[INFORMATION SUPPLIED]:

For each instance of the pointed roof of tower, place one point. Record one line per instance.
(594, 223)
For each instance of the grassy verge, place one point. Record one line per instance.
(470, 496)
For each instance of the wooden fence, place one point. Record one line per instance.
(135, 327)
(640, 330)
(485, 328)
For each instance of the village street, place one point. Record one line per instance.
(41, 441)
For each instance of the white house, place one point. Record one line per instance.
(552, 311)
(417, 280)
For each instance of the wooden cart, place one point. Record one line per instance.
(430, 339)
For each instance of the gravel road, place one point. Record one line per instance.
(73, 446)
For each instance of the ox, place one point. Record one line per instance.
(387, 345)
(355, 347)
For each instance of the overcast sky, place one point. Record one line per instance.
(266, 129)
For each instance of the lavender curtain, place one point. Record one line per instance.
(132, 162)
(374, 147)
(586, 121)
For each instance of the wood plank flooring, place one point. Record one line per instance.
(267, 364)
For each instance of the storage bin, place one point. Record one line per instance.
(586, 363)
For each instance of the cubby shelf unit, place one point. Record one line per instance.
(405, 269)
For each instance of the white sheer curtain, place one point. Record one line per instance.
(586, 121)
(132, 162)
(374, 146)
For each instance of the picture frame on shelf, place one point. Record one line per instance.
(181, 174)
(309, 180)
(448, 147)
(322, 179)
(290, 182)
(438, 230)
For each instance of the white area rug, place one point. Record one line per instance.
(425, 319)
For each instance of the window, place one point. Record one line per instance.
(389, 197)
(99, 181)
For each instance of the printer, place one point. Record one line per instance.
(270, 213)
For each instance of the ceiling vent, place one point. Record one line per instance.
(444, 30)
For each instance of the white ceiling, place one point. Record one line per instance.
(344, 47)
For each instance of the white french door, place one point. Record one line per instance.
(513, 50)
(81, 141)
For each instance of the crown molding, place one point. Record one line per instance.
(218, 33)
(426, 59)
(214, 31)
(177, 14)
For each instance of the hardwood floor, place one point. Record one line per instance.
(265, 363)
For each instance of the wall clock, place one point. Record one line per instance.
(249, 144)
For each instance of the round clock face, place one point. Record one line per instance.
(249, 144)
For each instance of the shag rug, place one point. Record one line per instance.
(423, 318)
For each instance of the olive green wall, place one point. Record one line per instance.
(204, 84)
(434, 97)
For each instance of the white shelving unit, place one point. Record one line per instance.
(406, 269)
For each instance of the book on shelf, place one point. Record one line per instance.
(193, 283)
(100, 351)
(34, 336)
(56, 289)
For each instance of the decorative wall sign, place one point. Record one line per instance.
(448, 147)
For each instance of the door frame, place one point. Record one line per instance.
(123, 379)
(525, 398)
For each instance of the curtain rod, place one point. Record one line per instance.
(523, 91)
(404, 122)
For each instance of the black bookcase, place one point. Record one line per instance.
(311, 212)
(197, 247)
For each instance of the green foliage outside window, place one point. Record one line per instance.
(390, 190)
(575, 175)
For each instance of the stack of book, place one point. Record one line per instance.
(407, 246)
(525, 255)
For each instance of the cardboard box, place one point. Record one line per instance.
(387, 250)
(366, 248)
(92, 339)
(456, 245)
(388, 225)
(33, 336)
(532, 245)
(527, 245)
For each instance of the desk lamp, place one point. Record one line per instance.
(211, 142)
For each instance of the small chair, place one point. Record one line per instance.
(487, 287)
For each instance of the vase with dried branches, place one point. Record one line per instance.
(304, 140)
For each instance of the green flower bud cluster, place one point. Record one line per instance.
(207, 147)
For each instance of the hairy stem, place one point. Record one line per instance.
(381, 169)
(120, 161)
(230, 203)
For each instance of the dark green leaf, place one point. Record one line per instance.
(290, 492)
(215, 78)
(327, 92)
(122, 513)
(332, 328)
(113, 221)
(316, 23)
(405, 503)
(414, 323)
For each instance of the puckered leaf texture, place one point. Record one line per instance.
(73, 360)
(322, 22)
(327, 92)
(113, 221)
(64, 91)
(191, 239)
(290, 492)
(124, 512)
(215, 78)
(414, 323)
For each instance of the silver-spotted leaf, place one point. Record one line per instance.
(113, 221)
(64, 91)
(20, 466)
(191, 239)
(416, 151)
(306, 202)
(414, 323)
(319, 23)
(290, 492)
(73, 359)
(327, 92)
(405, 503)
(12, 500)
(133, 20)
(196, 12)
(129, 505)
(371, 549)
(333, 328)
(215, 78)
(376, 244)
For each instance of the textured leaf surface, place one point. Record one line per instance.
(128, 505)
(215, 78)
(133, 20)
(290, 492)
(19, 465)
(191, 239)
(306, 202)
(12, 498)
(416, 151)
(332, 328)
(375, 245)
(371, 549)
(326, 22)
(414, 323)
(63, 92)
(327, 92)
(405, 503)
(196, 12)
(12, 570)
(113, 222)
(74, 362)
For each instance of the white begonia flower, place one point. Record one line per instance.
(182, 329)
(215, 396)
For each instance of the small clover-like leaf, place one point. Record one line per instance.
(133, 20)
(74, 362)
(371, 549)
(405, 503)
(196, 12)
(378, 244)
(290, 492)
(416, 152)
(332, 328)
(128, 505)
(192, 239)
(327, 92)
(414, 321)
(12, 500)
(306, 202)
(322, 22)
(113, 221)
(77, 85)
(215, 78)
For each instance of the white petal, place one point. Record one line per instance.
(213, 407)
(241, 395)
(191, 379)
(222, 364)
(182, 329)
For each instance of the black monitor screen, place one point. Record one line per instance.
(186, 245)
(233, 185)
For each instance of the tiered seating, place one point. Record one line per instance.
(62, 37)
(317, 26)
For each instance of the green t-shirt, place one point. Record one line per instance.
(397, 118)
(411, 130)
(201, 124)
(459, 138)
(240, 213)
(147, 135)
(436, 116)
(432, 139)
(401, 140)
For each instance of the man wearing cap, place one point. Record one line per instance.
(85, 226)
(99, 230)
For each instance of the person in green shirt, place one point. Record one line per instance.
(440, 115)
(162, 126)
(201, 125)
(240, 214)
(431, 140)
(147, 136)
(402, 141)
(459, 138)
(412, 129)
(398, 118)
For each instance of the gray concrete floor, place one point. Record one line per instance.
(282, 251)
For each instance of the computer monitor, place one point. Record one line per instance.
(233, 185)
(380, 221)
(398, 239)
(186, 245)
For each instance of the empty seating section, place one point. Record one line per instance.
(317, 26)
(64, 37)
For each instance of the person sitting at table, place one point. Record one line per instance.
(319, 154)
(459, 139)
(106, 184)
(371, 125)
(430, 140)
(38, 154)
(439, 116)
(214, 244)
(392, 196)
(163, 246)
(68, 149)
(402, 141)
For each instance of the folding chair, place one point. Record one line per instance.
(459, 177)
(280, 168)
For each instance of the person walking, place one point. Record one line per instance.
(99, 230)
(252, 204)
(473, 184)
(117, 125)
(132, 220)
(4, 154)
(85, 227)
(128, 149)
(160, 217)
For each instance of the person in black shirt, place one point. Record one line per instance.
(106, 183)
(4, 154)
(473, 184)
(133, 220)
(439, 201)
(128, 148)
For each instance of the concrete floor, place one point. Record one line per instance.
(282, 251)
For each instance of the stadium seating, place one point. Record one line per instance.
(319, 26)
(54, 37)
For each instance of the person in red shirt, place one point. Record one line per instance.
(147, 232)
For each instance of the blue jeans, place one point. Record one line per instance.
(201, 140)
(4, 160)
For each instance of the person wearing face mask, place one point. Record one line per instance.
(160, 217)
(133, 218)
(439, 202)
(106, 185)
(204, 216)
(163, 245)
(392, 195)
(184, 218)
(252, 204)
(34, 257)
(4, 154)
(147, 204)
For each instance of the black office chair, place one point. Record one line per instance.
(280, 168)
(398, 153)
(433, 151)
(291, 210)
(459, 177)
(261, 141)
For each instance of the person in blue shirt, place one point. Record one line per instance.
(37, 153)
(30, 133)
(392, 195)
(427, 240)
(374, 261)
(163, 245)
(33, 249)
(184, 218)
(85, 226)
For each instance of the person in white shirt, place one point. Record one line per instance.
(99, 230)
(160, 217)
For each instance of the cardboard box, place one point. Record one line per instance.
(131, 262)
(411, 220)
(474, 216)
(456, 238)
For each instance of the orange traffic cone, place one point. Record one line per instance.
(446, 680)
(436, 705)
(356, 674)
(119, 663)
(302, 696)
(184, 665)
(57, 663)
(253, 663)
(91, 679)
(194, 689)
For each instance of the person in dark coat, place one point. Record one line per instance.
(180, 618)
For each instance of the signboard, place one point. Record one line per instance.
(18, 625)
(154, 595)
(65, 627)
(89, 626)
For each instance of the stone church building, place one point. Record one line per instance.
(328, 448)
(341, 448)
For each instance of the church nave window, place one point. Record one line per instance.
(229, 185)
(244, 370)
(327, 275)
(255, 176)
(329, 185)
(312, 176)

[TASK DESCRIPTION]:
Write out only the final block of lines, starting at the line with "For each instance of the concrete" and running to the end of the material.

[THE OUTPUT]:
For each instance of the concrete floor, place one point. Record one line per instance.
(282, 251)
For each instance of the stadium seating, place one point. Record one line per instance.
(319, 26)
(54, 37)
For each instance of the person in red shirt, place one point. Record one line per instance.
(147, 232)
For each instance of the blue jeans, place one point. Record one line per instance.
(201, 140)
(4, 160)
For each instance of the person wearing face mask, place one point. Record one line per instance.
(160, 217)
(133, 218)
(439, 202)
(106, 185)
(204, 216)
(163, 245)
(392, 195)
(184, 218)
(252, 204)
(34, 257)
(4, 154)
(147, 204)
For each instance of the black office chair, place one point. Record one line per instance.
(280, 168)
(398, 153)
(433, 151)
(291, 210)
(459, 177)
(261, 141)
For each instance of the person in blue shirt, place one point. Record one line per instance.
(37, 153)
(30, 133)
(392, 195)
(427, 240)
(374, 261)
(163, 245)
(33, 249)
(184, 218)
(85, 226)
For each instance of the person in white shirt, place one point. Record one line per instance.
(99, 230)
(160, 217)
For each instance of the cardboard box, place one point. Record one line per instance.
(131, 262)
(411, 220)
(474, 216)
(456, 238)
For each instance of the orange traffic cone, place one point. Record one line per instance.
(446, 680)
(436, 705)
(356, 674)
(119, 663)
(302, 696)
(184, 665)
(57, 663)
(253, 663)
(91, 679)
(194, 689)
For each instance of the person in dark coat, place one point. Record one line per instance.
(180, 618)
For each instance of the signboard, place one point. Record one line per instance.
(18, 625)
(154, 595)
(65, 627)
(89, 626)
For each instance of the stone church building, place one point. Record one line per instance.
(328, 448)
(341, 448)
For each instance of the church nave window, place one point. Record one line per instance.
(229, 185)
(244, 370)
(327, 275)
(255, 176)
(329, 185)
(312, 176)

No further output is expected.